REQUIRED ACTION:
Please repeat exactly the lines below from the one containing "207, row 34." down to the one containing "394, row 585.", both included, and nothing else.

MATERIAL PROVIDED:
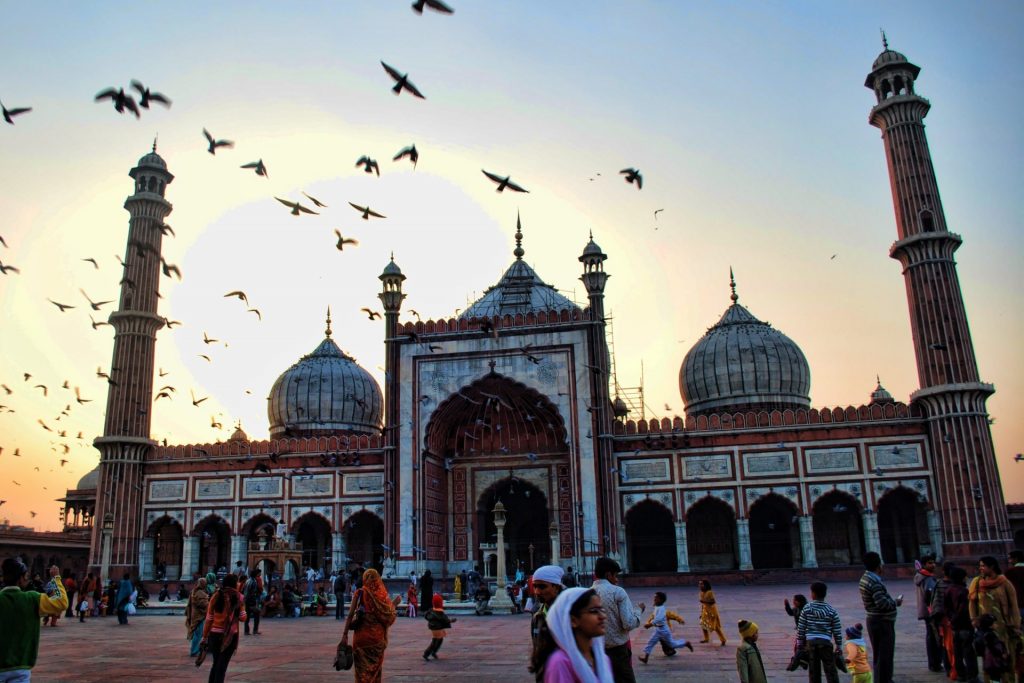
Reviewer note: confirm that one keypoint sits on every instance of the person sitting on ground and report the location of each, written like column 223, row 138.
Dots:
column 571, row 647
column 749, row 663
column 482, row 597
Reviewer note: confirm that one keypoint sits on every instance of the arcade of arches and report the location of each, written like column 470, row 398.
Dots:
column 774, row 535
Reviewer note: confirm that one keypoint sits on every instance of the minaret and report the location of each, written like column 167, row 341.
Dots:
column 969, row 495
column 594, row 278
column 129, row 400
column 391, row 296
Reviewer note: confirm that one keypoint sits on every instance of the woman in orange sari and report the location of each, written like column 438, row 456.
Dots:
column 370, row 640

--

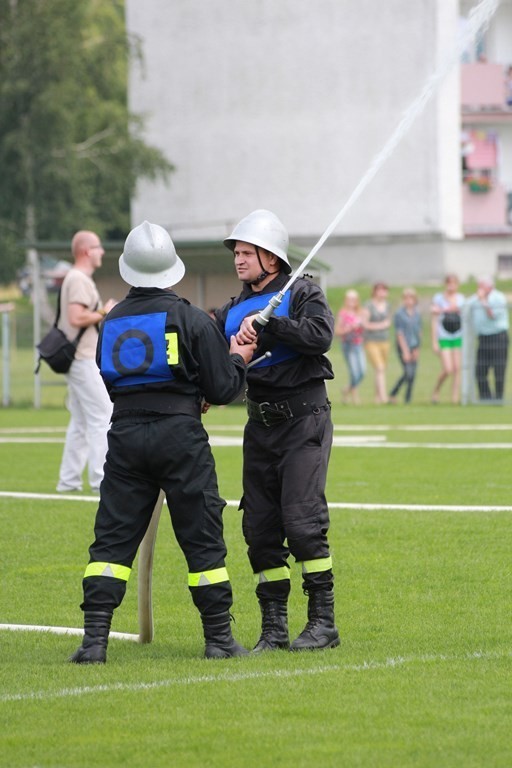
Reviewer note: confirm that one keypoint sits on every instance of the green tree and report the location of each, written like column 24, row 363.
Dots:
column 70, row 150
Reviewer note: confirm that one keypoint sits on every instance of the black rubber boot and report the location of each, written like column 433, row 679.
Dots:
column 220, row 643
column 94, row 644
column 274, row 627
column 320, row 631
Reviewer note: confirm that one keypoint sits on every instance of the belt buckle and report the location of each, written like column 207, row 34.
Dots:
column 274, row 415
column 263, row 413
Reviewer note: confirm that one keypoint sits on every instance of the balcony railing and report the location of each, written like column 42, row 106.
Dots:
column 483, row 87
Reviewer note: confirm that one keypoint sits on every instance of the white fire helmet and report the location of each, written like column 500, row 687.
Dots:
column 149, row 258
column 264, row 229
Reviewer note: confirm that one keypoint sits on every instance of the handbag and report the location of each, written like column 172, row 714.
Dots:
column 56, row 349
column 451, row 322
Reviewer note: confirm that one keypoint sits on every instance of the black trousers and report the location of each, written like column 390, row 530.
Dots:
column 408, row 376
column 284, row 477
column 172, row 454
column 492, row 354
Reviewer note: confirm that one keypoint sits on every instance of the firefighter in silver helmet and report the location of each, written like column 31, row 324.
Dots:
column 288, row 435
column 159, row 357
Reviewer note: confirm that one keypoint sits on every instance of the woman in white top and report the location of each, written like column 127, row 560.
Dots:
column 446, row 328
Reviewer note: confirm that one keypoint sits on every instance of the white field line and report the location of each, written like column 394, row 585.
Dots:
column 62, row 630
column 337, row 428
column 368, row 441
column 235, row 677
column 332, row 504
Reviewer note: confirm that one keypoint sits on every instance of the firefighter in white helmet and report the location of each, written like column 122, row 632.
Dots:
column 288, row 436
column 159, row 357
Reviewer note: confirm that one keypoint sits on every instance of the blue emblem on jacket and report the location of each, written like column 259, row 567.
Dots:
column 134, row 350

SOLUTION:
Reviewer note: confirm that one keypoint sits on every instance of the belt buckle and report the location of each, written like column 207, row 34.
Dots:
column 274, row 415
column 263, row 413
Reviewer note: confirm that one keypoint sits on every instance of the balcony railing and report the location of each, written like column 42, row 106.
Dots:
column 483, row 87
Reviewer note: confirm that one keypoint sits on every instance of the white fire helmet and report the location of each, written like column 500, row 687.
Dots:
column 149, row 258
column 264, row 229
Reviewer note: confirm that one keypoint sits on every instance of the handbag and report the location of each, written like column 172, row 714.
Dots:
column 56, row 349
column 451, row 322
Reviewer note: confirm that one keypoint sits on every instance of the black trousers and report the location of each, written like column 390, row 530.
Dots:
column 408, row 376
column 284, row 477
column 172, row 454
column 492, row 354
Reviewer note: confirm that one keypoint sits on every instance of the firefighter in silver helmet and report the location of each, written like column 31, row 324.
Dots:
column 288, row 435
column 159, row 357
Reviewer note: confirm that one keypoint sits on every instance of the woman in white top and report the location of each, written like column 127, row 560.
Dots:
column 446, row 328
Reviewer note: confirm that one keypoint sits on every instance of the white field line and report the location of each, written like column 394, row 585.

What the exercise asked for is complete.